Work to do:
Edit the records below so that "roof eave" becomes "roof edge" and nothing else changes. Leave the pictures out of your answer.

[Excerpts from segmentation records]
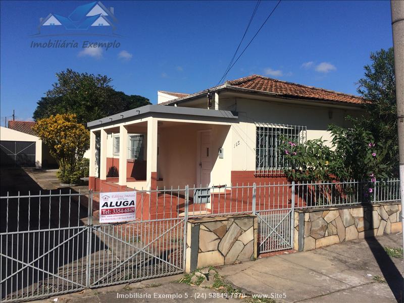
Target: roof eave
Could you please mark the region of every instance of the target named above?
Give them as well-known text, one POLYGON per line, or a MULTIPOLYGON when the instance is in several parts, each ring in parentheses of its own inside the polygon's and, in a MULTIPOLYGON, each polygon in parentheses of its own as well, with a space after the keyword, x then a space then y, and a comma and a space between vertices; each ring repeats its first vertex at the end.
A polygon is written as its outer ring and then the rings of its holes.
MULTIPOLYGON (((250 94, 258 94, 260 95, 267 96, 276 96, 279 98, 286 99, 295 99, 301 100, 304 101, 311 101, 315 103, 319 103, 325 104, 328 106, 347 106, 350 108, 357 107, 363 108, 365 106, 365 104, 361 104, 359 103, 352 103, 351 102, 346 102, 344 101, 335 101, 331 100, 327 100, 325 99, 315 98, 311 97, 305 97, 301 96, 294 96, 291 95, 286 95, 279 93, 272 92, 269 91, 265 91, 264 90, 257 90, 256 89, 251 89, 250 88, 245 88, 244 87, 239 87, 238 86, 234 86, 233 85, 229 85, 227 84, 227 81, 225 82, 224 84, 216 87, 214 87, 209 89, 211 92, 217 92, 220 90, 223 90, 224 89, 228 89, 229 90, 233 90, 240 92, 245 92, 250 94)), ((190 101, 192 99, 200 97, 201 96, 206 95, 208 93, 208 89, 205 89, 202 91, 197 93, 183 97, 181 98, 177 98, 168 101, 164 104, 161 104, 160 105, 172 105, 175 104, 182 103, 187 101, 190 101)))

The reply:
Target: roof edge
Could you please mark the region of every instance of the target named above?
Give them as well-known text, one POLYGON per line, or a MULTIPOLYGON when the instance is in several parts, each ring in parentheses of its own inside the polygon's and, in a MULTIPOLYGON, each polygon in parentheses of its own as well, with a space after the keyword, x then a space then y, and a comma and a space between vertices; each ring repeats its first vertex at the end.
A polygon is written as its outer ring and then the rings of its holes.
MULTIPOLYGON (((250 94, 258 94, 260 95, 267 96, 276 96, 279 98, 286 99, 295 99, 301 100, 304 101, 311 101, 315 103, 319 103, 325 104, 328 106, 347 106, 350 108, 357 107, 363 108, 365 106, 365 104, 361 104, 359 103, 352 103, 351 102, 346 102, 344 101, 335 101, 331 100, 327 100, 325 99, 315 98, 311 97, 305 97, 301 96, 294 96, 291 95, 286 95, 279 93, 272 92, 269 91, 265 91, 264 90, 257 90, 256 89, 251 89, 250 88, 245 88, 244 87, 239 87, 238 86, 234 86, 233 85, 229 85, 227 84, 227 81, 225 82, 224 84, 216 87, 214 87, 209 89, 211 92, 217 92, 220 90, 223 90, 224 89, 228 89, 229 90, 233 90, 240 92, 245 92, 250 94)), ((190 101, 192 99, 200 97, 201 96, 206 95, 208 93, 208 89, 205 89, 202 91, 197 93, 183 97, 181 98, 177 98, 168 101, 164 104, 161 104, 160 105, 172 105, 175 104, 182 103, 187 101, 190 101)))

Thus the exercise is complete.